**EXCERPTED PASSAGE**

◆ ◆ ◆ ◆

Helping people with multiple sclerosis a family affair


March 27, 2000|By Amy L. Miller | Amy L. Miller,SPECIAL TO THE SUN

WHEN DONNA Goonan attended the National Multiple Sclerosis Society's Maryland chapter volunteer awards ceremony in October, the last thing she expected was to hear her name announced as MS Family of the Year.

"I was just very surprised," Goonan said, admitting she didn't pay much attention to the listing of the winner's accomplishments because she figured someone else had won. "I just assumed that all families did that."

But, according to society employees in Hunt Valley, the Goonan family's dedication to the organization, and each other, is far from ordinary.

Ever since Goonan was diagnosed with the disease in June 1989, she has volunteered a great deal of time and energy to the organization.

"I started volunteering because I needed to be doing something," Goonan said, adding she retired from her 19-year position as an executive Tupperware manager when it became too difficult to juggle the disease and her job.

"The only reason I gave it up was that I started stumbling in people's homes," she said. "I only wanted to do the best job. It's a great loss when you have to give up things like that."

After retiring, Goonan offered to assist Lynn Carter, the Carroll County self-help group facilitator, with running meetings and other organizational duties. From there, she became involved with the state office, dedicating two to three mornings a week to answering phones, compiling mailings and anything else that needs to be done.

◆ ◆ ◆ ◆

**DATA EXTRACTS**

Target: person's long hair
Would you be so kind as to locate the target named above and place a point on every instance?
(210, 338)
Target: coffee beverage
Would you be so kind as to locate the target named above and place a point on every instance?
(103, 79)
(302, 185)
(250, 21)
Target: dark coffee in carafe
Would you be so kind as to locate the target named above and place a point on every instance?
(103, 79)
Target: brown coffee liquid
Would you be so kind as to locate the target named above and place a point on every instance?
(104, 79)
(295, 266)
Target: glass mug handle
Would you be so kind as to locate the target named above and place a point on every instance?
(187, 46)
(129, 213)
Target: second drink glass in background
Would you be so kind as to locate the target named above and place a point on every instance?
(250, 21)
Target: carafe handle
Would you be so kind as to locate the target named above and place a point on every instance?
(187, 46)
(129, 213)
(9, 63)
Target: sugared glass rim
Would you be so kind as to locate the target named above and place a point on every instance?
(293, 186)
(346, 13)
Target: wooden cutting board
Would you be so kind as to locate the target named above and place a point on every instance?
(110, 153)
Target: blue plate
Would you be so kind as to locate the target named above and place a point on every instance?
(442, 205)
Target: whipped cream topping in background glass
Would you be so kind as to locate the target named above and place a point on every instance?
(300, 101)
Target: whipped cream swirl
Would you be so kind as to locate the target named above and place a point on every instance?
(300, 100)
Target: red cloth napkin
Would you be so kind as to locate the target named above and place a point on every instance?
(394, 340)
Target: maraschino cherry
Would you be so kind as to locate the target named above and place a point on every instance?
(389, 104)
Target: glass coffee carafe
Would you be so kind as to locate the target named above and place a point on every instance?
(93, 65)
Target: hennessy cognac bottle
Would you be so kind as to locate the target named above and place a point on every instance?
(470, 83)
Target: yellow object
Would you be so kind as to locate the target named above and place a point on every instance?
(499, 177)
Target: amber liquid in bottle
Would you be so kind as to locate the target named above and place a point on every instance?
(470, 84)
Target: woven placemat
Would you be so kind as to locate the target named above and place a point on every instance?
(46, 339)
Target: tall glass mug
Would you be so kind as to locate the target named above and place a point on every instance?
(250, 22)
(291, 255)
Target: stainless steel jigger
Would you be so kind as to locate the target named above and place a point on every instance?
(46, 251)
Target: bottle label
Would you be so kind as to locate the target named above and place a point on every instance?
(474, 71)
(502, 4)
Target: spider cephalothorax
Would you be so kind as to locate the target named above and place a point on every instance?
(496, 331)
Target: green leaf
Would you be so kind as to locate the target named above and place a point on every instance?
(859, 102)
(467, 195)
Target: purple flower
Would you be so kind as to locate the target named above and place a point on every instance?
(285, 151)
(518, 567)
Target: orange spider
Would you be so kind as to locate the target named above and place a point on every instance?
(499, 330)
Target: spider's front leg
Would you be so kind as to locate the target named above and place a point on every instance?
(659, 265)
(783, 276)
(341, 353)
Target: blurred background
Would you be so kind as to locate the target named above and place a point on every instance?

◆ ◆ ◆ ◆

**PROBLEMS AND TASKS**
1. In the article on the Goonan family, how many years did Goonan hold her position as an executive Tupperware manager?
2. Write out the stretch of the article on the Goonan family from "WHEN DONNA Goonan" through "far from ordinary.".
3. Does the article on the Goonan family agree with each statement? (a) Goonan was diagnosed with the disease in June 1989. (b) Goonan expected to be named MS Family of the Year. (c) Goonan works at the state office every morning of the week. Answer yes or no for each, quoting the words that decide it.
You won't need the entries for any of this.

**RESPONSES**
1. 19 years.

2.
WHEN DONNA Goonan attended the National Multiple Sclerosis Society's Maryland chapter volunteer awards ceremony in October, the last thing she expected was to hear her name announced as MS Family of the Year.

"I was just very surprised," Goonan said, admitting she didn't pay much attention to the listing of the winner's accomplishments because she figured someone else had won. "I just assumed that all families did that."

But, according to society employees in Hunt Valley, the Goonan family's dedication to the organization, and each other, is far from ordinary.

3.
(a) Yes: "Ever since Goonan was diagnosed with the disease in June 1989"
(b) No: "the last thing she expected was to hear her name announced as MS Family of the Year"
(c) No: "dedicating two to three mornings a week"